What you will do
In the text below on monitoring hybrid rating systems, what cyclicality measure is produced by the latest peak to trough period?

Text shown

The monitoring of a hybrid rating system introduces new considerations to IRB monitoring, as the expectation of accuracy is that the model does not predict perfectly but does track the trend in the observed default rates to an extent. This is defined as the cyclicality of the rating system.

This deviates from most existing approaches whereby a simple comparison of actual vs expected is required for Point in Time (PiT) approaches or there is limited consideration of short-term accuracy with Through the Cycle (TtC)/long run approaches. Even with existing hybrid type approaches, often seen in IRB models for commercial lending, the focus on ‘accuracy’ and ‘cyclicality’ is not at the level anticipated for mortgages given the PRA feedback during developments.

This new requirement introduces the need to have an expectation of the movements in the observed default rate, the PD produced by the rating system and the associated drivers. This paper explores approaches and challenges with regard to assessing whether the overall modelled PD is in line with expectations and therefore focuses heavily on the cyclicality of the rating system as a key driver.

It should be noted that monitoring principles of the other key aspects – discrimination and stability is not expected to fundamentally change from current practices although there may be some additional considerations. For example, confidence intervals for risk grade default rates and continuous score vs pooled discrimination amongst others.

Overall Model Accuracy assessment

To support our thinking in the area of overall accuracy monitoring we have developed an illustrative hybrid model using publicly available information contained in the Freddie Mac Single Family Loan Level Dataset. This model was developed utilising data from 1999 to 2015 to allow a monitoring period post 2015 to be considered, simulating a real-life historical deployment. It is acknowledged that the final model is not necessarily compliant with all PRA requirements but was sufficient to explore the concept of accuracy monitoring.

The main area of interest is understanding the level of cyclicality that the model could be expected to exhibit over the monitoring period. As is currently common practice with the ongoing hybrid model builds, during development a single view of cyclicality was defined based on a peak to ‘local trough’ observed default rate (ODR) movement (although it is understood that this view is likely to need to be expanded to consider other periods before final submission). However, as it is unlikely the monitoring period would contain a similar period, an acceptable variation in cyclicality in recent times needs to be understood.

On this basis, several options were explored to quantify the expected level of cyclicality based on the movement in the actual default rate. The aim is that, if an acceptable level of cyclicality can be understood, then this can then be used to derive the boundaries that the modelled PD should sit within based on the ODR movement. The model accuracy can then be assessed by comparing the modelled PD (from the rating system) with the ‘expected PD’ (based on the cyclicality).

As would occur with live monitoring, all parameters were developed using data within the development window and then applied to the monitoring period.

Initial Approach: Single Cyclicality based on the latest cycle (Latest Peak to Trough: Jan 2009 – August 2015)

In this approach, cyclicality is calculated based on the latest peak to trough period (in this example, Jan 2009 – Aug 2015), which produces a cyclicality measure of 52.02%.

This cyclicality is then used to create an expected PD. Two approaches are considered in the application of the single cyclicality to create an expected PD.

Approach-1a

In this approach, for each monitoring period the ‘Expected PD’ is derived from the previous monitoring period based on the movement in the observed default rate (ODR) and the quantified level of cyclicality.

As this approach always uses the Expected PD, it does not correct itself based on how the modelled PD has tracked the ODR since development. Therefore all deviation between modelled PD and ODR since development is reflected into the latest monitoring values.

Data records
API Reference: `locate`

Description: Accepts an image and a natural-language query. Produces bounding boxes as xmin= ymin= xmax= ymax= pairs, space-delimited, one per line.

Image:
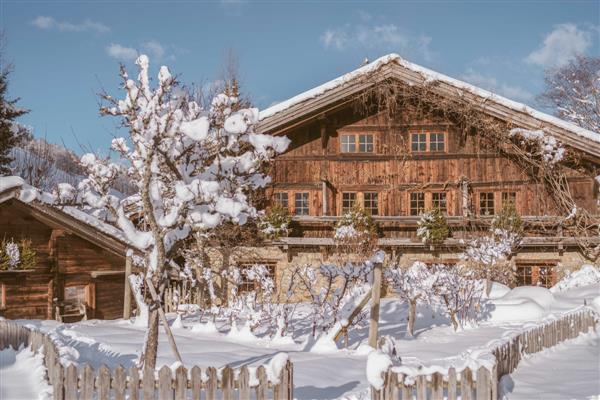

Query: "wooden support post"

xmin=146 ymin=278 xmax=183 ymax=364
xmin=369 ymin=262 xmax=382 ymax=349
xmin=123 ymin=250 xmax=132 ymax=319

---

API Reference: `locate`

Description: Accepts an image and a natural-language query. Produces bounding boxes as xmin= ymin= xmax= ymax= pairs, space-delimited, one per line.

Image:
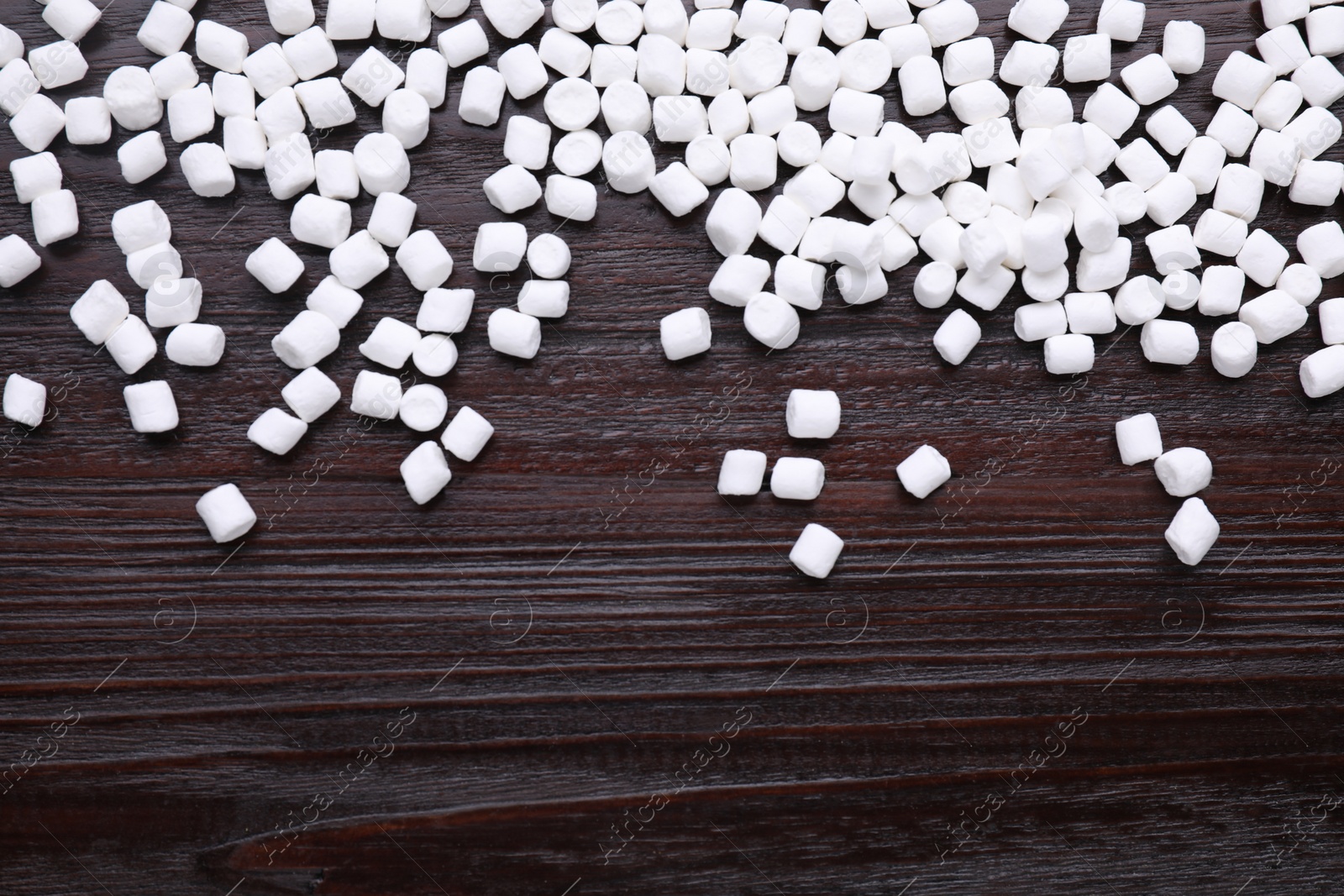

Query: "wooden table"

---

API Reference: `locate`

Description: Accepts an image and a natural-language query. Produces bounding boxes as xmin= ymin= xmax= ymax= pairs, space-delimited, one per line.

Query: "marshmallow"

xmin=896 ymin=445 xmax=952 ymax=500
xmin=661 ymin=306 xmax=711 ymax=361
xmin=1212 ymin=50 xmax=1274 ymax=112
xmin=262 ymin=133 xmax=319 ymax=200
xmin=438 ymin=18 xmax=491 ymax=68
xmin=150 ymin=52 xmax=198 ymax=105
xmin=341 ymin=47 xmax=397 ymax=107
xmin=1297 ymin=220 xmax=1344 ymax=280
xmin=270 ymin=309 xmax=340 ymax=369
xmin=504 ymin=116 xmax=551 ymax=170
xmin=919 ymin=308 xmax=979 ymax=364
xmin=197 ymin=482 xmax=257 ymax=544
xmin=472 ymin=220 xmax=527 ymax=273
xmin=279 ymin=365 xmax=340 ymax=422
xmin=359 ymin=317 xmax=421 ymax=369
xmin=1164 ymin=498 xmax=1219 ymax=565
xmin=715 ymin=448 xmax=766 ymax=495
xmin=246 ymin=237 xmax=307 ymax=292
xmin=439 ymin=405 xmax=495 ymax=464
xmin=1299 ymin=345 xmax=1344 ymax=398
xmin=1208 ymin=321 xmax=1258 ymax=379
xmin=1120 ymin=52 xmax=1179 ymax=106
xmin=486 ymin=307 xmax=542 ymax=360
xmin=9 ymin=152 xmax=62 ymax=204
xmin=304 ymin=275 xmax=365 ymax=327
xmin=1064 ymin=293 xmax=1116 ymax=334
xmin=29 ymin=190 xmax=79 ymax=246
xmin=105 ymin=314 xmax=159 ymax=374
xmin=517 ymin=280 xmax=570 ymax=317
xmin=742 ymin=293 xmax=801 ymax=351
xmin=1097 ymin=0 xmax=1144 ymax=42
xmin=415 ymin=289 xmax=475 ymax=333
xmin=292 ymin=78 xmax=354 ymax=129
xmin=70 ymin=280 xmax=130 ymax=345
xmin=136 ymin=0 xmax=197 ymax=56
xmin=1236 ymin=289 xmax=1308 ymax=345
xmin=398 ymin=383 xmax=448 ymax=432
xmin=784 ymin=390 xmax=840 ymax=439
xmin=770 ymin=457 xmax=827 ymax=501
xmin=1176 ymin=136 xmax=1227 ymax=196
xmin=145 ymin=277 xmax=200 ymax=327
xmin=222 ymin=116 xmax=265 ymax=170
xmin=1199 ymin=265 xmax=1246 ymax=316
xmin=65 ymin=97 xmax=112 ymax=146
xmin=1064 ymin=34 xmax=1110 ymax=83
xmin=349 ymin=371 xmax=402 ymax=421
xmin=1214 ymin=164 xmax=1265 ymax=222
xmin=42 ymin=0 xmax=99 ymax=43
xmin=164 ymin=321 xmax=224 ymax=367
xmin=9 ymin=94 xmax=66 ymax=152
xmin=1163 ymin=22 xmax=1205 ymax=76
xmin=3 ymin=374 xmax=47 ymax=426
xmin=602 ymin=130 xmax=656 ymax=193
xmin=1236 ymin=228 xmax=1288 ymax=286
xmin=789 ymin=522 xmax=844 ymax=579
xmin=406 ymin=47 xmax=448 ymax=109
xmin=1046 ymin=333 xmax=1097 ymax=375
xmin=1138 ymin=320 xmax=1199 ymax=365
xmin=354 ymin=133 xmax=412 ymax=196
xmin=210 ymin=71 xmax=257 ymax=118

Solution to this problem
52.02%